## WHAT THIS TASK INVOLVES
Update the lines below by changing every "pretty-printed" to "indented" and keeping everything else the same. Leave the pictures out of your answer.

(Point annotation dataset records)
+===+

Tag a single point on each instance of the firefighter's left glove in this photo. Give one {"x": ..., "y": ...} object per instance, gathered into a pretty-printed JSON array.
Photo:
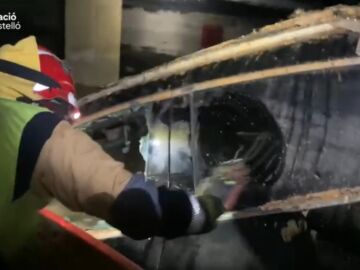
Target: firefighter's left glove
[{"x": 143, "y": 210}]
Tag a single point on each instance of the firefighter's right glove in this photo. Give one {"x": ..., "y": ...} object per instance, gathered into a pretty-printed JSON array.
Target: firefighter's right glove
[{"x": 143, "y": 210}]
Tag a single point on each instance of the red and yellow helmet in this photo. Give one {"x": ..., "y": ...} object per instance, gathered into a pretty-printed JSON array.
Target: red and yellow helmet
[
  {"x": 64, "y": 93},
  {"x": 31, "y": 73}
]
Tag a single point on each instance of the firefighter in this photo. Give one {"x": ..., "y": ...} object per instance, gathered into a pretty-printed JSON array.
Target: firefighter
[{"x": 43, "y": 157}]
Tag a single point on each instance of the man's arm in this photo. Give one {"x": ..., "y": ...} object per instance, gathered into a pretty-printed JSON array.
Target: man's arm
[{"x": 74, "y": 169}]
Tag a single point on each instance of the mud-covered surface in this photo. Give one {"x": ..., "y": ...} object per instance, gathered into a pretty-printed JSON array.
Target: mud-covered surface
[
  {"x": 313, "y": 123},
  {"x": 54, "y": 248}
]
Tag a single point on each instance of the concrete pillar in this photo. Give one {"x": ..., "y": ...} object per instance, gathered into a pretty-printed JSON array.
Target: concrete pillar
[{"x": 92, "y": 40}]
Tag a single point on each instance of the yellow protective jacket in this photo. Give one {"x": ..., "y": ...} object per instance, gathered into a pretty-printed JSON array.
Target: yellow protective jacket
[{"x": 42, "y": 157}]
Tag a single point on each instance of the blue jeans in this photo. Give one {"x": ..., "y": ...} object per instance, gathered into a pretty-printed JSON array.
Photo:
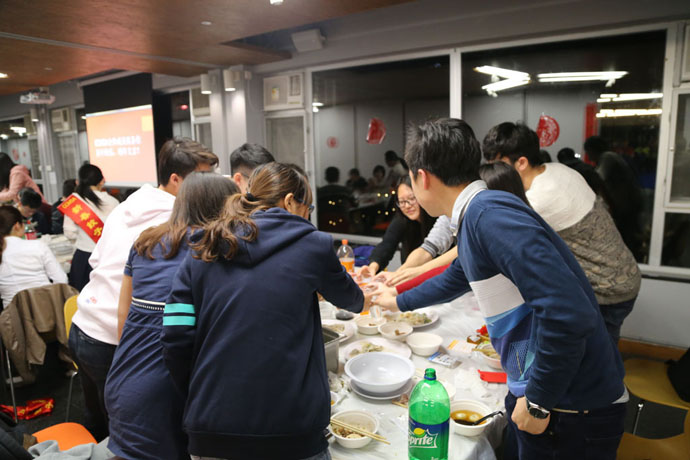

+===+

## RESULT FOR THIS EXERCISE
Tag a single point on each instance of the firefighter's left glove in this photo. Give one {"x": ..., "y": ...} object per instance, gathered into a indented JSON array.
Photo:
Target: firefighter's left glove
[{"x": 143, "y": 210}]
Tag a single point on each instance of the firefighter's right glove in this photo. Give one {"x": ..., "y": ...} object per instance, gathered into a indented JSON array.
Target: firefighter's right glove
[{"x": 143, "y": 210}]
Tag a single point on each instance of the red and yellow helmet in this photo. Give one {"x": ..., "y": ...} object per instance, gathered into a indented JSON array.
Target: red and yellow helmet
[
  {"x": 64, "y": 93},
  {"x": 31, "y": 73}
]
Tag a single point on each instance of the firefighter in this photo. Give one {"x": ..., "y": ...} object per instance, gathered into a indented JSON array.
Target: firefighter
[{"x": 43, "y": 157}]
Tag a single point on each instance of the man's arm in this photo. Give one {"x": ..., "y": ...} object per instance, gathered into a indented JSON array.
Target: man's arm
[{"x": 74, "y": 169}]
Tag a single point on each instance of the mud-covered surface in this photo. Give one {"x": ..., "y": ...} object per instance, gathered into a indented JSON array.
Target: mud-covered surface
[
  {"x": 313, "y": 123},
  {"x": 54, "y": 248}
]
Tag a single point on each instance of the concrete pillar in this photo. Give one {"x": ..., "y": ...} object per instance, gathered into a indented JSON array.
Target: concrete pillar
[{"x": 92, "y": 40}]
Tag a single point on each instance of the yellow protective jacket in this photo. Give one {"x": ..., "y": ...} object per instance, gathered into a indented JSON array.
Target: yellow protective jacket
[{"x": 42, "y": 157}]
Tag a single point on each instance of the blue jeans in this photo. Give one {"x": ..., "y": ...} object per instance, gathered into a indented JSON array.
Photo:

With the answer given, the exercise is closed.